EXTRACTED TEXT:
........
Last month I presented at Ohio University’s 10th annual Sales Symposium. The event was hosted by OU’s Sales Centre (www.thesalescentre.com), one of just a few dozen colleges/universities to offer a degree or certificate in sales. That’s right. You CAN now receive a degree or cross-disciplinary certificate in sales from an acredited institution. But it’s uncommon.
Of the 4,158 colleges, junior colleges and universities in the U.S., fewer than three dozen (35 to be exact) offer certification.
Coming from the old school, I’ve been inclined to think this is just fine. Sales remains one of the last areas where an individual can succeed purely on merit, effort, individual performance improvement–without someone needing to certify him or her. In fact, many of the early “Certification” programs were generally offered by associations that were: a) looking to bolster their membership and credibility; and b) corner the market on certifying sales “professionals.” With predictable results these efforts were largely ignored to death by sales (non-certified) professionals.
Well, Howard Stevens, Chairman of HR Challey for one. Howard is full of statistics, many eye-opening. For example, although majoring in something else, within nine months of graduation 50% of all college graduates will go into sales. Anong the F500 companies, none (zero, nada) have another firm’s top sales person on their Board. Also among the F500, only 16 CEOs have been responsible for sales before.
Further, although I’ve not been a fan of certification, I’ve absolutely been a proponent of sales mastery. That is, the lifelong learning and continuous growth in sales skills and knowledge (check out the first in CustomerThink’s Mastery series). This has long been my view of professionalizing sales. But points out Stevens, three things are requisite for professional certification:
1) Minimum standard requirements
To make the point on the first of these criteria: What do you call the guy that graduates last in class from medical school? Answer: “Doctor.”
Certification tests for competence and many professions now routinely also require continuing education and renewed certification. Specializaiton could take many paths in sales as it has in medicine (e.g., cardiologist, neurologist, internist, etc). Sales could be differentiated by inside versus field, enterprise, retail, CPG, etc.
Beyond all the discussion though is the product itself. I had the opportunity to meet and talk with many of OU’s sales students. They were bright, energetic, focused on getting started and grounded in basic sales skills (e.g., SPIN Selling, presnetation skills, etc).
As I sat listening to them it was clear to me I was looking at the future. Of course, this is always true. Whenever you attend a high school or college graduation you’re looking at the future. But this was the future of selling and the sales profession. These graduates weren’t goig to “wind up” in sales; they were “going” into sales!
My absolute sense of it all was that it was a good thing. That we could all use a little more professionalism and with a twenty-five year head start and a little luck, hopefully you and I will be able to out run this new crop of sales reps. Certainly we’ll be pressured to keep improving our level of play.
As Enzo Ferrari said: “Racing improves the breed.” And improved competition and sales education improves our profession.
........
EXTRACTED RECORDS:
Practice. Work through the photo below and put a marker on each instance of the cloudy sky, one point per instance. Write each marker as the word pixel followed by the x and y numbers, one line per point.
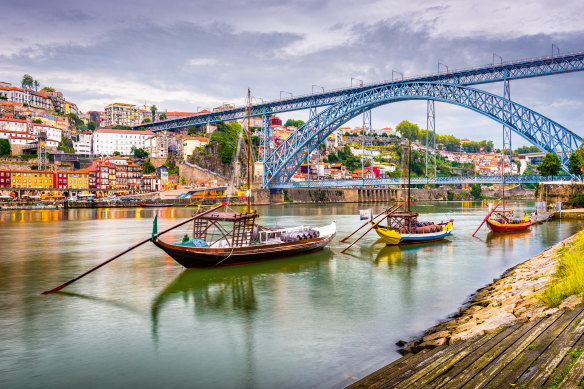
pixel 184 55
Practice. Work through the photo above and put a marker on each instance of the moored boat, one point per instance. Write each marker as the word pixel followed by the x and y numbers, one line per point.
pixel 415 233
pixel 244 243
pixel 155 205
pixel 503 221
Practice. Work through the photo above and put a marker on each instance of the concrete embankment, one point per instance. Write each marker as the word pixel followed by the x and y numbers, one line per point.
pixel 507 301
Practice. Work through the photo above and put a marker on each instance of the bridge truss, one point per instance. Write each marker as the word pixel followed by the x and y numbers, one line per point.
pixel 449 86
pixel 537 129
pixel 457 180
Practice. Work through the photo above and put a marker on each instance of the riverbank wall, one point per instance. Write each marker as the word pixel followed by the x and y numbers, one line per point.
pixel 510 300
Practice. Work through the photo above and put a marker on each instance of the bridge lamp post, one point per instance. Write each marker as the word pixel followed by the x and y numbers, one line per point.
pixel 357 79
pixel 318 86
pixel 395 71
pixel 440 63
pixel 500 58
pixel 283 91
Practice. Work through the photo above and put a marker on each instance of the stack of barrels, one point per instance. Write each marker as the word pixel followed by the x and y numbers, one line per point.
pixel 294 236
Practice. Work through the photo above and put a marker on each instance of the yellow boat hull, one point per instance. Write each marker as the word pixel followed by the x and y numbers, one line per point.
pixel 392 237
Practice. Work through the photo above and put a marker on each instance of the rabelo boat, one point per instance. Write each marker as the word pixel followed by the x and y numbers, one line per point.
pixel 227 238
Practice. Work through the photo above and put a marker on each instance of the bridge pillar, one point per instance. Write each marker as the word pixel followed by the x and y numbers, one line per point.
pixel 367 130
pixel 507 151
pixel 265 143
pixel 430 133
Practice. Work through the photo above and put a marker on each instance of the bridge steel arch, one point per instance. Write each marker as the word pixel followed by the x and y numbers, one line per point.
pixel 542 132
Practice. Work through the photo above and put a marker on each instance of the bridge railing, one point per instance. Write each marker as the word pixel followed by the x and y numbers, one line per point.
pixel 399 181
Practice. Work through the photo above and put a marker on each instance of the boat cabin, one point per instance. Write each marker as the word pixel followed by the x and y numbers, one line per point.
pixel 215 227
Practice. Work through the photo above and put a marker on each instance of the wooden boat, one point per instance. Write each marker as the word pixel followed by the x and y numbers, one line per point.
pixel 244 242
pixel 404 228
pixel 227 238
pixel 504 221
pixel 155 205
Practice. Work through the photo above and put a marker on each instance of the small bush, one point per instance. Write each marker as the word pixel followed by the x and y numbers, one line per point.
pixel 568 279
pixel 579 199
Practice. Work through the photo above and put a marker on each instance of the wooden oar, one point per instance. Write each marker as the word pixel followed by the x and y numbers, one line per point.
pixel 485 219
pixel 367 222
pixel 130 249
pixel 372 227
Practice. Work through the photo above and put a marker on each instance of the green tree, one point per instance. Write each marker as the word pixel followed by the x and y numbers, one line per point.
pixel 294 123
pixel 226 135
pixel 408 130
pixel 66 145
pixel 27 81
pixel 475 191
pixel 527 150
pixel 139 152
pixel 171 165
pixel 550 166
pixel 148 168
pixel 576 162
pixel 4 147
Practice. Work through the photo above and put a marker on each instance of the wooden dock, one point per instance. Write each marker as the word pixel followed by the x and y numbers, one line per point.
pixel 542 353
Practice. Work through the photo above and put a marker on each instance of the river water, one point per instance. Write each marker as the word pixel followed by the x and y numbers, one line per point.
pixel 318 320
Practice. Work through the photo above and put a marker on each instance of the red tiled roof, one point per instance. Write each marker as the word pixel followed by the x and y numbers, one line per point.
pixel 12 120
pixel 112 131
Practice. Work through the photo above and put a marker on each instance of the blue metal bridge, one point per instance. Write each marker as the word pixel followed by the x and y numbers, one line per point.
........
WHAT IS BEING ASKED: Edit the passage of the sales certification text that begins with the words containing "As I sat listening" and ends with "level of play.", changing "crop" to "generation".

PROBLEM SOLUTION:
As I sat listening to them it was clear to me I was looking at the future. Of course, this is always true. Whenever you attend a high school or college graduation you’re looking at the future. But this was the future of selling and the sales profession. These graduates weren’t goig to “wind up” in sales; they were “going” into sales!
My absolute sense of it all was that it was a good thing. That we could all use a little more professionalism and with a twenty-five year head start and a little luck, hopefully you and I will be able to out run this new generation of sales reps. Certainly we’ll be pressured to keep improving our level of play.